Source document:
⟨
Corresponding to this CPU code (I just changed the gpu idexing by for loop(s)

#   Package 
#   ≡≡≡≡≡≡≡≡≡≡≡≡≡
using Statistics
Ti = Int64
Tf = Float64
Ta = Array

# Size
Nx = Ti(128)
Nz = Ti(128)
# Weigth
w = Ta([4/9 1/9 1/9 1/9 1/9 1/36 1/36 1/36 1/36])

#   Initialization of population
#   ––––––––––––––––––––––––––––––
function cpu_initialize_pop!(f, w)
    for i in 1:Nx, j in 1:Nz, k in eachindex(w)
        f[i,j,k] = w[k]
    end
    return nothing
end

#   Collide and stream (periodic)
#   –––––––––––––––––––––––––––––––
function cpu_collide_stream!(fn, f, F, ρ_, v, ω, Nx, Nz)
    for i in 1:Nx, j in 1:Nz
        @inbounds begin

            # For streaming
            i_ = mod(i-1,1:Nx); ip = mod(i+1,1:Nx)
            jm = mod(j-1,1:Nz); jp = mod(j+1,1:Nz)

            # Density and velocity
            ρ = ρ_[i,j]; vx = v[i,j,1]; vz = v[i,j,2]
            ρvx = ρ*vx; ρvz=ρ*vz
            # Source term factor
            ω_ = (1-0.5*ω)*1/3
            Fx=F[i,j,1]; Fz=F[i,j,2]

            # Post collision-Streaming populations
            ρvx2 = ρ*vx*vx; ρvz2 = ρ*vz*vz; ρvxvz = vx*vz*ρ; ω__ = 1-ω
            fn[i,j,1] = ω__*f[i,j,1] + ω*4/9*(ρ                   - 1.5*(ρvx2+ρvz2) )      + 4*ω_*(        -Fx*vx-Fz*vz) # ξ_0 = (0,0)
⟩
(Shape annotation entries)
⟨
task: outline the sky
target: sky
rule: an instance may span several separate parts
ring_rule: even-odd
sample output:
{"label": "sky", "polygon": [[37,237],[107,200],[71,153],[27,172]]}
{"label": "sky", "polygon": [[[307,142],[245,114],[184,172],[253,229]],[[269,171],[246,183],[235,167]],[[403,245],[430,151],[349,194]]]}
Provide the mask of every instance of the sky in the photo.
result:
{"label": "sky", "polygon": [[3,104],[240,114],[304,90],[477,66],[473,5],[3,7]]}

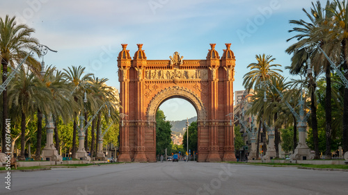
⟩
Tasks to complete:
a - Answer these questions about the CPU code:
(i) What integer is passed to Ti when Nx is set?
(ii) Which type is Tf set to?
(iii) Which loop variable does cpu_initialize_pop! use to index w?
b - List every argument that the function cpu_collide_stream! takes in the CPU code.
c - Carry on writing the CPU code from its last line.
These lines stand apart from the CPU code above.

The responses:
a -
(i) 128
(ii) Float64
(iii) k

b - fn, f, F, ρ_, v, ω, Nx, Nz

c -
            fn[ip, j, 2] = ω__*f[i,j,2] + ω*1/9*(ρ + 3*ρvx         + 3*ρvx2 - 1.5*ρvz2 )      + ω_*(Fx      +2*vx*Fx-Fz*vz) # ξ_1 = (1,0)
            fn[i_, j, 4] = ω__*f[i,j,4] + ω*1/9*(ρ - 3*ρvx         + 3*ρvx2 - 1.5*ρvz2 )      + ω_*(-Fx     +2*vx*Fx-Fz*vz) # ξ_3 = (-1,0)
            fn[i, jp, 3] = ω__*f[i,j,3] + ω*1/9*(ρ + 3*ρvz         + 3*ρvz2 - 1.5*ρvx2 )      + ω_*(Fz      +2*vz*Fz-Fx*vx) # ξ_2 = (0,1)
            fn[i, jm, 5] = ω__*f[i,j,5] + ω*1/9*(ρ - 3*ρvz         + 3*ρvz2 - 1.5*ρvx2 )      + ω_*(-Fz     +2*vz*Fz-Fx*vx) # ξ_4 = (0,-1)
            fn[ip, jp, 6] = ω__*f[i,j,6] + ω*1/36*(ρ + 3*(ρvx+ρvz) + 3*(ρvx2+ρvz2) + 9*ρvxvz ) + 0.25*ω_*(Fx+Fz +2*(vx*Fx+vz*Fz) +3*(Fx*vz+vx*Fz) ) # ξ_5 = (1,1)
            fn[i_, jp, 7] = ω__*f[i,j,7] + ω*1/36*(ρ - 3*(ρvx-ρvz) + 3*(ρvx2+ρvz2) - 9*ρvxvz ) + 0.25*ω_*(-Fx+Fz +2*(vx*Fx+vz*Fz) -3*(Fx*vz+vx*Fz) ) # ξ_6 = (-1,1)
            fn[i_, jm, 8] = ω__*f[i,j,8] + ω*1/36*(ρ - 3*(ρvx+ρvz) + 3*(ρvx2+ρvz2) + 9*ρvxvz ) + 0.25*ω_*(-Fx-Fz +2*(vx*Fx+vz*Fz) +3*(Fx*vz+vx*Fz) ) # ξ_7 = (-1,-1)
            fn[ip, jm, 9] = ω__*f[i,j,9] + ω*1/36*(ρ + 3*(ρvx-ρvz) + 3*(ρvx2+ρvz2) - 9*ρvxvz ) + 0.25*ω_*(Fx-Fz +2*(vx*Fx+vz*Fz) -3*(Fx*vz+vx*Fz) ) # ξ_8 = (1,-1)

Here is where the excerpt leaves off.